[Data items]
==========

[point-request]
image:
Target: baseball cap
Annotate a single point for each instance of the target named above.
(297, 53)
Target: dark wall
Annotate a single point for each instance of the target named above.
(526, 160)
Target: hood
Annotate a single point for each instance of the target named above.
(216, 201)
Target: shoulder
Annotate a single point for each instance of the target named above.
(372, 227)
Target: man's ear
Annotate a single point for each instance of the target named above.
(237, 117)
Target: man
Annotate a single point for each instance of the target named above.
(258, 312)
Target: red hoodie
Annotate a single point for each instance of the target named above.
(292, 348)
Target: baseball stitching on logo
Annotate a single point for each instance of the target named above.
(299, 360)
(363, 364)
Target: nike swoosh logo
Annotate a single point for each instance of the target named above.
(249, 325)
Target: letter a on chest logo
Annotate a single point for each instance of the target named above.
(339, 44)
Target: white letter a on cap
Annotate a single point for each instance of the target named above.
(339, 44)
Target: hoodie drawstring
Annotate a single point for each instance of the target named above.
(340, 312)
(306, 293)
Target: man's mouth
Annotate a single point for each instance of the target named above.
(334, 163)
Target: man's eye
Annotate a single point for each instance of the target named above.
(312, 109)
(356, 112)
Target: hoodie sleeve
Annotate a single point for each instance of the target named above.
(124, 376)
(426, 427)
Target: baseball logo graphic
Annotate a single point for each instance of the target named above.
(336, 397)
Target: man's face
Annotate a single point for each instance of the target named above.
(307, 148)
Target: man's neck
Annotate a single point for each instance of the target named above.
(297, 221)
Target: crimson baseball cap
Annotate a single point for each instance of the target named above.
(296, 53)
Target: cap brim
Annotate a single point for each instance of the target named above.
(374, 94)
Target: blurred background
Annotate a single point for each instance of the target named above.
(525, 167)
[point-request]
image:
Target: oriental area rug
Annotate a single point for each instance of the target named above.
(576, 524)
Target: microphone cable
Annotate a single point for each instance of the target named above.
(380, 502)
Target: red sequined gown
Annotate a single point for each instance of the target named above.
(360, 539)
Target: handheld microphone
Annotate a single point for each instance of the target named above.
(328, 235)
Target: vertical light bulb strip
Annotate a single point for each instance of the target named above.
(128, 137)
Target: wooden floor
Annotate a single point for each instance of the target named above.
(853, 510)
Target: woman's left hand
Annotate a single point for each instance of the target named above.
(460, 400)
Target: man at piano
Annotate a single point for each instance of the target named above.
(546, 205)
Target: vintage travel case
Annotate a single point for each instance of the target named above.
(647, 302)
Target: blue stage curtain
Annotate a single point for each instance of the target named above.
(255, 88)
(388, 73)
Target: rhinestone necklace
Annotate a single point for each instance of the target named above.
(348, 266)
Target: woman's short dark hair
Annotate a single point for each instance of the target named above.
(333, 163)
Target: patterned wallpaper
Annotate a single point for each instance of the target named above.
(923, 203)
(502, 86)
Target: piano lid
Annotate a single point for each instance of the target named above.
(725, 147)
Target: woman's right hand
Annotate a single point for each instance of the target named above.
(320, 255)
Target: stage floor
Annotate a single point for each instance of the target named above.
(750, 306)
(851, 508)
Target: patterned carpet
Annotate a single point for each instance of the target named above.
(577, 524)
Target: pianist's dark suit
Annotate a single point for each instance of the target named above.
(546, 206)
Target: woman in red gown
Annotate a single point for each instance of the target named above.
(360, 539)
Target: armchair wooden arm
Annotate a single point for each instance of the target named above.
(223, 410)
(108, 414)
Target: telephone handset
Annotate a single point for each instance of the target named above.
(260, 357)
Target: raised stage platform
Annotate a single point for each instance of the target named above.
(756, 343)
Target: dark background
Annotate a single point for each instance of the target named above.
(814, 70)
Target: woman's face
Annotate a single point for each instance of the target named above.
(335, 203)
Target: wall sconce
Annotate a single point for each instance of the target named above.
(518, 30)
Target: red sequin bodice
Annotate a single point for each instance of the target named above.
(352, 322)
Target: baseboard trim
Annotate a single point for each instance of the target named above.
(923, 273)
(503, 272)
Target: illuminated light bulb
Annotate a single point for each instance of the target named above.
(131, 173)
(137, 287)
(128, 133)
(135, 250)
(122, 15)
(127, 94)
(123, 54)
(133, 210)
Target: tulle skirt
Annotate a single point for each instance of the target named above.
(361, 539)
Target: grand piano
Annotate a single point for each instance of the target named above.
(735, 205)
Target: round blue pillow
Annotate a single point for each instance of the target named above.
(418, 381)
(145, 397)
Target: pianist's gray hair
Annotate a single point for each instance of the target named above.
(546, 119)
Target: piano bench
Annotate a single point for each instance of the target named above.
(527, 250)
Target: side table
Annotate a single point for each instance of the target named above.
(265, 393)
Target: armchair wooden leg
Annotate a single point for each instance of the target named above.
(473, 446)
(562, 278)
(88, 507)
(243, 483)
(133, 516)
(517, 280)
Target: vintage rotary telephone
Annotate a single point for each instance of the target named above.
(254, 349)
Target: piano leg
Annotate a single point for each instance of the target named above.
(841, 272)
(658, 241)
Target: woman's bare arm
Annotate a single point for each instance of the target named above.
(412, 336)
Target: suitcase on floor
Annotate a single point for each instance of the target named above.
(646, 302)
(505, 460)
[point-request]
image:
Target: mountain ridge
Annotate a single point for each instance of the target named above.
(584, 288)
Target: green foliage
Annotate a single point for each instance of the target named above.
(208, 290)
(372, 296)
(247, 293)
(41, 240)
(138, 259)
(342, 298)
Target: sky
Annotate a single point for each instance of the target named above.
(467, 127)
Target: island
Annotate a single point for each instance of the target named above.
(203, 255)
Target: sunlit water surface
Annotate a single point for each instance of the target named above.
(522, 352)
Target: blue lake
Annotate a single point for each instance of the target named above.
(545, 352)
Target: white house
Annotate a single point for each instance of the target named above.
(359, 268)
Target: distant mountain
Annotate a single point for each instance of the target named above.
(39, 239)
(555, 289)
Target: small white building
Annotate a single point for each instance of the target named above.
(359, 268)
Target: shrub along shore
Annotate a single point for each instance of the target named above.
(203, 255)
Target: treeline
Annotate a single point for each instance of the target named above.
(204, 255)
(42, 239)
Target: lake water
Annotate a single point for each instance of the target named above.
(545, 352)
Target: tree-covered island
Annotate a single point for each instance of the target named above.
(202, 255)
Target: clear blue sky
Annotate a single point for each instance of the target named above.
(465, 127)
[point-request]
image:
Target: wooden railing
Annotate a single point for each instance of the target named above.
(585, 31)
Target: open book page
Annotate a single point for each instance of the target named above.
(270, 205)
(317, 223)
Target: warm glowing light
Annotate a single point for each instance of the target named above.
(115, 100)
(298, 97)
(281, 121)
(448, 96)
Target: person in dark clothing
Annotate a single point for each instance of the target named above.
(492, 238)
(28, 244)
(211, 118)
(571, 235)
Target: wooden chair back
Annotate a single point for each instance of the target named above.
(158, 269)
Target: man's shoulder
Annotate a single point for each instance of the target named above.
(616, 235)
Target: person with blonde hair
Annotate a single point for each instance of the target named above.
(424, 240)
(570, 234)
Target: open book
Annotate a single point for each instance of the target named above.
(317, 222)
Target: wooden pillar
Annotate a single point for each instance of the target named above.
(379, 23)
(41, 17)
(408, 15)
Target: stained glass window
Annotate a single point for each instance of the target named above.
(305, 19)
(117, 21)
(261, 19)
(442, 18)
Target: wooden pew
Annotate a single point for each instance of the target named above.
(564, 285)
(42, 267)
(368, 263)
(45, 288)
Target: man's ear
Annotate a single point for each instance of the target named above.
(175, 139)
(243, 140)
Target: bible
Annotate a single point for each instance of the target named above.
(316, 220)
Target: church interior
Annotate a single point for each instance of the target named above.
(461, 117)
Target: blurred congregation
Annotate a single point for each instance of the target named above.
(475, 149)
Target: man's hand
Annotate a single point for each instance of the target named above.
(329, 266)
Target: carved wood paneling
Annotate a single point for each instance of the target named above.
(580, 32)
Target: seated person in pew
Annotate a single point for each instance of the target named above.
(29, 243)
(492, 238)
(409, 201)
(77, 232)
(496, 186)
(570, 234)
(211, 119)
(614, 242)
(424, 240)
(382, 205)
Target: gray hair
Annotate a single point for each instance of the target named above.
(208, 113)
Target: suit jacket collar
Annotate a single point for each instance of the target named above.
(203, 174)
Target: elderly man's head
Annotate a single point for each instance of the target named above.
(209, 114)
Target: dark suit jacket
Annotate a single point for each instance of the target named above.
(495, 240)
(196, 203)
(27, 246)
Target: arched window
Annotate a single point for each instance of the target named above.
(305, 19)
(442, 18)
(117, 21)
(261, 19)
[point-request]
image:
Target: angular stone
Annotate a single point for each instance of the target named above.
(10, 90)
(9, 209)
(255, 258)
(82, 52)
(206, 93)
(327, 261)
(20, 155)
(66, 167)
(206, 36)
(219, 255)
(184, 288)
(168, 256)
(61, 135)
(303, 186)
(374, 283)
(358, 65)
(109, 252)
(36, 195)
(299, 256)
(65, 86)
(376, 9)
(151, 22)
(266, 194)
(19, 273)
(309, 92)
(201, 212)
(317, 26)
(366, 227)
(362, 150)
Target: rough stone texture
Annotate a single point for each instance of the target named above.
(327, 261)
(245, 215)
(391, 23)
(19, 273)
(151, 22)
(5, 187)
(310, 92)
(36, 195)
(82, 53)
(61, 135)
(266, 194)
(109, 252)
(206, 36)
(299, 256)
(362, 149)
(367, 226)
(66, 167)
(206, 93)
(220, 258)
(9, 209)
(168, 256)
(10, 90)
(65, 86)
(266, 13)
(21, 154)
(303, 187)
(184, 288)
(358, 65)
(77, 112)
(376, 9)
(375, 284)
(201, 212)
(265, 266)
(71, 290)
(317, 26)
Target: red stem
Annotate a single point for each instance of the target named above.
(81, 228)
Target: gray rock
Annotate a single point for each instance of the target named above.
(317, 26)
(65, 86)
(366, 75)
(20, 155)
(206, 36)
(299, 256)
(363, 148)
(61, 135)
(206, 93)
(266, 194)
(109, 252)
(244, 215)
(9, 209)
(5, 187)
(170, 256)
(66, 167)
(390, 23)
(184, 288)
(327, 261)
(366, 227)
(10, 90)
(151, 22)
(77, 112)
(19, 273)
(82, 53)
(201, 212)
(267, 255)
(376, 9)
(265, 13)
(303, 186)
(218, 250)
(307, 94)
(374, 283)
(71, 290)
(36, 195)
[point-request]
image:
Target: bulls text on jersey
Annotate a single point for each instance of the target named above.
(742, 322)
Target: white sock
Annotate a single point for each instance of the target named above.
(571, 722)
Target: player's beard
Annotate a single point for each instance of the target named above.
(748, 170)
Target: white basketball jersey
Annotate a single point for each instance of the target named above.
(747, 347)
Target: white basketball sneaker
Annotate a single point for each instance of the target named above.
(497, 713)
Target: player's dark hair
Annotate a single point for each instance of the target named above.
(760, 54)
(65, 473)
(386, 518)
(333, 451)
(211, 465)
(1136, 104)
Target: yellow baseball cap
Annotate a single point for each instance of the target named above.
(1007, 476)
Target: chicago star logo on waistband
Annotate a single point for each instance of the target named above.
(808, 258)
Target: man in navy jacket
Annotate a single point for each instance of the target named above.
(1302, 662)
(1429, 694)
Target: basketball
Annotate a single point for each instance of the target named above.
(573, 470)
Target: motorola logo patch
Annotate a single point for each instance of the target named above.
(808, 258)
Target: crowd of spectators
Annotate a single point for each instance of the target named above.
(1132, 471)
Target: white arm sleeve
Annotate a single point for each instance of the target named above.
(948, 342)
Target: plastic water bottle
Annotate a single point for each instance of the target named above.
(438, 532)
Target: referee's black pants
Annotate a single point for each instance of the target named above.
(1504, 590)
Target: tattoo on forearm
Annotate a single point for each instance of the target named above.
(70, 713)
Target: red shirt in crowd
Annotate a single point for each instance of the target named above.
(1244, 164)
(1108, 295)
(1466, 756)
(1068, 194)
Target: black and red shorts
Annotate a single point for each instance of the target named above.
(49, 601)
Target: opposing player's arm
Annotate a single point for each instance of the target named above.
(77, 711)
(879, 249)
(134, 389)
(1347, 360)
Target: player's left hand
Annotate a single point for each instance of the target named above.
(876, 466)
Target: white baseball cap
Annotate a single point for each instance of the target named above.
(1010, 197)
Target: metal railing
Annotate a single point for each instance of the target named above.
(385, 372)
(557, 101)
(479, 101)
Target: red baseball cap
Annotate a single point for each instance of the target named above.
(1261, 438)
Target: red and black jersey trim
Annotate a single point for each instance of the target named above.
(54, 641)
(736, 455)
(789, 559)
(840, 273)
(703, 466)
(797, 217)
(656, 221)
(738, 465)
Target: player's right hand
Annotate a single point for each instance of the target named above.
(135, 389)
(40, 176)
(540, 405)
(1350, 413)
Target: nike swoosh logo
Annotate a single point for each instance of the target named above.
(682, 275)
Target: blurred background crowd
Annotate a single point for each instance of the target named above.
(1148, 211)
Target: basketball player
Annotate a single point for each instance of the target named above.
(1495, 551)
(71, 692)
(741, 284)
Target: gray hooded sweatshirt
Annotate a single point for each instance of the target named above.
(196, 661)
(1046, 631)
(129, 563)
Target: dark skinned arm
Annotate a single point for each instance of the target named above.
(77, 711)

==========

• _Task_: Copy the lines again, beginning at the line that has "Target: red baseball cap" and ending after the last line above, with the requests included. Offset every number in the point coordinates by adding 13.

• _Completed exercise_:
Target: red baseball cap
Annotate a single point for each instance of the target named above.
(1274, 451)
Target: red and black jersey trim
Annotate a single point for each instance of the target named above.
(67, 654)
(749, 468)
(802, 572)
(853, 286)
(716, 479)
(810, 230)
(669, 234)
(751, 478)
Target: player's right hand
Annotate a single point for each instance of the target named above.
(148, 402)
(53, 189)
(553, 418)
(1363, 426)
Target: nike swoosh logo
Annotate a single point for each instance of the target named above.
(695, 288)
Target: blurred background crowd
Annotate a single point for each instance of the target named above.
(1161, 224)
Target: basketball player
Annotate a single point for each instance of the target named above.
(1508, 564)
(84, 705)
(754, 297)
Target: gray hooded sweatshirt
Annotate a single point for each instance of the target named above.
(209, 674)
(1059, 644)
(142, 576)
Target: dark skinned arm
Annotate a single point for each instance of the target named above.
(90, 724)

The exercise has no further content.